● **Task instructions**
Retype the rows below line for line, leaving out the pictures.

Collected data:
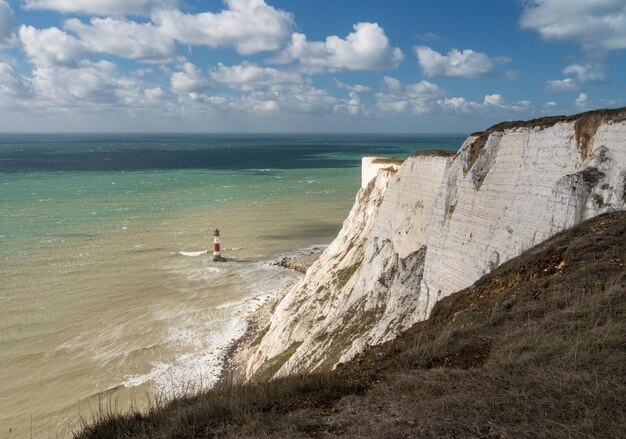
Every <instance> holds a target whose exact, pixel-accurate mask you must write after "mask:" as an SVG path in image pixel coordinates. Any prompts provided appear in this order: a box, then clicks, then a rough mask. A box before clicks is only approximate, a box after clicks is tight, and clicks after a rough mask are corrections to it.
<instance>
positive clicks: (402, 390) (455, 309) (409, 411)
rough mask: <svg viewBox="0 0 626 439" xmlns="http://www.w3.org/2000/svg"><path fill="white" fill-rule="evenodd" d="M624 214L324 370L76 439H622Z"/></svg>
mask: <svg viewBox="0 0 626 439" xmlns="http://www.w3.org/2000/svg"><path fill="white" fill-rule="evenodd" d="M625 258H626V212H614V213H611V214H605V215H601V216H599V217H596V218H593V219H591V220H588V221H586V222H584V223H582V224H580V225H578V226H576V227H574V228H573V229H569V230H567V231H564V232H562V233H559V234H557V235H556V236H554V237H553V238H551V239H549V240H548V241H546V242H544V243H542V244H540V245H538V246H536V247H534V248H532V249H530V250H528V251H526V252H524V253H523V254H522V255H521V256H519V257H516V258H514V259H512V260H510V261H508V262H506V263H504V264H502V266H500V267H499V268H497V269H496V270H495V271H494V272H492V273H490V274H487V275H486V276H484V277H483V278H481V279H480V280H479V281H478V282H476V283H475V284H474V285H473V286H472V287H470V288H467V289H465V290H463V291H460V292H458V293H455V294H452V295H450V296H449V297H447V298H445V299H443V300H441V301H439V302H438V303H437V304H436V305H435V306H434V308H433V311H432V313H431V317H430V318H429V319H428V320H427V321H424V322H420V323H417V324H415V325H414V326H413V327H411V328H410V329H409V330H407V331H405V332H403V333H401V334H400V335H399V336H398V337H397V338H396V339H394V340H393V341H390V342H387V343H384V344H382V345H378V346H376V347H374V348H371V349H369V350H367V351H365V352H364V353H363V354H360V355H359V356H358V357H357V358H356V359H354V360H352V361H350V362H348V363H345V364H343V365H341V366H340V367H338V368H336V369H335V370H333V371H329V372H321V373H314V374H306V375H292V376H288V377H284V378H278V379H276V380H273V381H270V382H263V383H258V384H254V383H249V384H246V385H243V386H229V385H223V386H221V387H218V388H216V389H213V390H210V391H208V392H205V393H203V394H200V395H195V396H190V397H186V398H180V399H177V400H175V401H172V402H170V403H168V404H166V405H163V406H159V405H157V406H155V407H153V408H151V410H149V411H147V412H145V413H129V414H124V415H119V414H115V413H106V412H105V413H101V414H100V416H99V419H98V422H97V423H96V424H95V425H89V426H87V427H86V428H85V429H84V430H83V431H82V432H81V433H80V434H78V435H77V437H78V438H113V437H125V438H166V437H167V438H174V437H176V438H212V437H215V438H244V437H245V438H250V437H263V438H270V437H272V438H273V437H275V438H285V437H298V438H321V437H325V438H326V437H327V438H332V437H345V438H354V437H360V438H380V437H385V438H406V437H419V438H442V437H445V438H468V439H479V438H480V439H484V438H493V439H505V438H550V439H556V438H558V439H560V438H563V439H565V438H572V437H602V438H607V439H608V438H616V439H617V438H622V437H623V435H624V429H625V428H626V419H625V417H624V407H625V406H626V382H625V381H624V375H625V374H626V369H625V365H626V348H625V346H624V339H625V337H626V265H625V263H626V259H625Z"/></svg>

● **Expected answer**
Every <instance> holds a target whose exact, pixel-accurate mask you must write after "mask:" as an SVG path in image pixel coordinates. Any prompts provided appear in this order: a box, then clicks, then a rough mask. A box before clicks is only approximate, a box after clicks is tight, and clicks after a rough mask are corrections to it.
<instance>
positive clicks: (402, 390) (455, 309) (409, 411)
rough mask: <svg viewBox="0 0 626 439" xmlns="http://www.w3.org/2000/svg"><path fill="white" fill-rule="evenodd" d="M624 214L324 370L76 439H622Z"/></svg>
mask: <svg viewBox="0 0 626 439" xmlns="http://www.w3.org/2000/svg"><path fill="white" fill-rule="evenodd" d="M625 258H626V212H614V213H611V214H605V215H601V216H599V217H596V218H593V219H591V220H588V221H586V222H584V223H582V224H580V225H578V226H576V227H574V228H573V229H569V230H567V231H564V232H562V233H559V234H557V235H556V236H554V237H553V238H551V239H549V240H548V241H546V242H544V243H542V244H540V245H538V246H536V247H534V248H532V249H530V250H528V251H526V252H524V253H523V254H522V255H521V256H519V257H516V258H514V259H512V260H510V261H508V262H506V263H504V264H502V266H500V267H499V268H497V269H496V270H495V271H494V272H492V273H490V274H487V275H486V276H484V277H483V278H481V279H480V280H479V281H478V282H476V283H475V284H474V285H473V286H472V287H470V288H467V289H465V290H463V291H460V292H458V293H455V294H452V295H450V296H449V297H447V298H445V299H443V300H441V301H439V302H438V303H437V304H436V305H435V306H434V308H433V311H432V313H431V317H430V318H429V319H428V320H427V321H424V322H420V323H417V324H415V325H414V326H413V327H411V328H410V329H409V330H407V331H405V332H403V333H401V334H400V335H399V336H398V337H397V338H396V339H394V340H393V341H390V342H387V343H384V344H382V345H378V346H376V347H374V348H371V349H369V350H367V351H365V352H364V353H363V354H360V355H359V356H358V357H357V358H356V359H354V360H352V361H350V362H348V363H345V364H343V365H341V366H340V367H338V368H336V369H335V370H333V371H329V372H321V373H314V374H306V375H292V376H288V377H284V378H278V379H276V380H273V381H270V382H263V383H258V384H254V383H249V384H246V385H243V386H229V385H223V386H221V387H218V388H216V389H213V390H210V391H208V392H205V393H203V394H200V395H195V396H190V397H186V398H180V399H177V400H175V401H172V402H170V403H168V404H166V405H163V406H159V405H157V406H155V407H153V408H151V410H149V411H147V412H145V413H129V414H124V415H119V414H115V413H106V412H105V413H101V414H100V416H99V419H98V422H97V423H96V424H95V425H89V426H87V427H86V428H85V429H84V430H83V431H82V432H81V433H80V434H78V435H77V437H78V438H113V437H125V438H166V437H167V438H174V437H176V438H212V437H215V438H244V437H245V438H250V437H263V438H270V437H272V438H273V437H275V438H285V437H298V438H321V437H325V438H326V437H327V438H332V437H345V438H354V437H360V438H380V437H385V438H406V437H419V438H442V437H445V438H468V439H479V438H480V439H484V438H493V439H505V438H550V439H556V438H558V439H560V438H563V439H565V438H572V437H602V438H607V439H608V438H616V439H617V438H622V437H623V435H624V429H625V428H626V419H625V417H624V407H625V406H626V382H625V381H624V375H625V374H626V369H625V365H626V348H625V346H624V339H625V337H626V265H625V263H626V259H625Z"/></svg>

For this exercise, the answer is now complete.